→ **DATA SECTION**:
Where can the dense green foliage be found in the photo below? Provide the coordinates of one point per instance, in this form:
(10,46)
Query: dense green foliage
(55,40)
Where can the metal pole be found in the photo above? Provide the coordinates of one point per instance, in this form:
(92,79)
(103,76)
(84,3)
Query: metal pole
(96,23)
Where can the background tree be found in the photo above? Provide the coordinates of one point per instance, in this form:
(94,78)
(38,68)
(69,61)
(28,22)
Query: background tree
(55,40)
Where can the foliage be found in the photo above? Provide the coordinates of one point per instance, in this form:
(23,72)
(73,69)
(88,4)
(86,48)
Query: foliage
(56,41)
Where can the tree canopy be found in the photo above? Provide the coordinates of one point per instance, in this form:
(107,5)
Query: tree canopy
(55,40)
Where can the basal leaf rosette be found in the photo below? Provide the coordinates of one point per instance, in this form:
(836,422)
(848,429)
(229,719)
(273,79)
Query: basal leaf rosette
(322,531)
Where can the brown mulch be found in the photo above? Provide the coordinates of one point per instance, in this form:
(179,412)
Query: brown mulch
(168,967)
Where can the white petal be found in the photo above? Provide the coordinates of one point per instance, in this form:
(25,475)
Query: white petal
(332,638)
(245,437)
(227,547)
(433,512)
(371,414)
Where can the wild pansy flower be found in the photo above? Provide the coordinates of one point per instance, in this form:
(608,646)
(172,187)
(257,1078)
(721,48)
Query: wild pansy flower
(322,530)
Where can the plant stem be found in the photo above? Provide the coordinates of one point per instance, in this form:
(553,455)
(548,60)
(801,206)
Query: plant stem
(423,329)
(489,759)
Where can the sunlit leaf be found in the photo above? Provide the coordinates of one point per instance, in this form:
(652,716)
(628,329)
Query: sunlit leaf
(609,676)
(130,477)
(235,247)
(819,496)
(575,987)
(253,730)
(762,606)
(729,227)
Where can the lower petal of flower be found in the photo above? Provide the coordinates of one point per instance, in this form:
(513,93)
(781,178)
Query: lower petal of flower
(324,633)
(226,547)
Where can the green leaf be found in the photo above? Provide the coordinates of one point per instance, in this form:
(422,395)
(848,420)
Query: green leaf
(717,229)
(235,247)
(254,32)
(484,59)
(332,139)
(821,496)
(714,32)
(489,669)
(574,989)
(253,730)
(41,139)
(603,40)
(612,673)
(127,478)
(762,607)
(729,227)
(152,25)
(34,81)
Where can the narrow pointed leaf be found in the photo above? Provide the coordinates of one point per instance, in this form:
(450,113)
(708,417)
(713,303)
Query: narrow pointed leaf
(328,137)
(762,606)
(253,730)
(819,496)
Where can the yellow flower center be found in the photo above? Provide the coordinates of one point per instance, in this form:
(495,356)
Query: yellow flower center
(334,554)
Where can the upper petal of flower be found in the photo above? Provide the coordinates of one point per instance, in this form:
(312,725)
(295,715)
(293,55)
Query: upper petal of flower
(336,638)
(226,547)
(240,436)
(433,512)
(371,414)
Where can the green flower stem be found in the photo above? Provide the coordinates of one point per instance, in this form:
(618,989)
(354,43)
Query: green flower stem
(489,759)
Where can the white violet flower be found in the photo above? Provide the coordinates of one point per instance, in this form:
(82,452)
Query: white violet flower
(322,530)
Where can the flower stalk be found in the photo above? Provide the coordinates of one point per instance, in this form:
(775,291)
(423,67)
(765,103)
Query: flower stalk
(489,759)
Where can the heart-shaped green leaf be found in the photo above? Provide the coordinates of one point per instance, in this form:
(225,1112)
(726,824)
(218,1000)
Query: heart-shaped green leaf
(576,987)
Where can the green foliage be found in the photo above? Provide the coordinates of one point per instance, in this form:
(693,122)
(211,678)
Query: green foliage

→ **EXERCISE GOAL**: Reproduce every line from the one containing "Where can the flower" through the last of the rows, requests included, lowering each answer coordinate by 65.

→ **FULL ANSWER**:
Where can the flower stalk be found in the photo above? Provide the coordinates of one point per instance, in this form:
(775,291)
(423,67)
(765,103)
Query: flower stalk
(424,694)
Where can the heart-shaped green leaf be found in the photo above? Provide the coordinates of one point per instance, in this form:
(225,1112)
(726,824)
(218,1000)
Query: heart-shaped green leaf
(511,922)
Where can the green foliage be found in the photo above? Provide the coordinates of one point per instance, in this form:
(693,122)
(211,678)
Query: green foliage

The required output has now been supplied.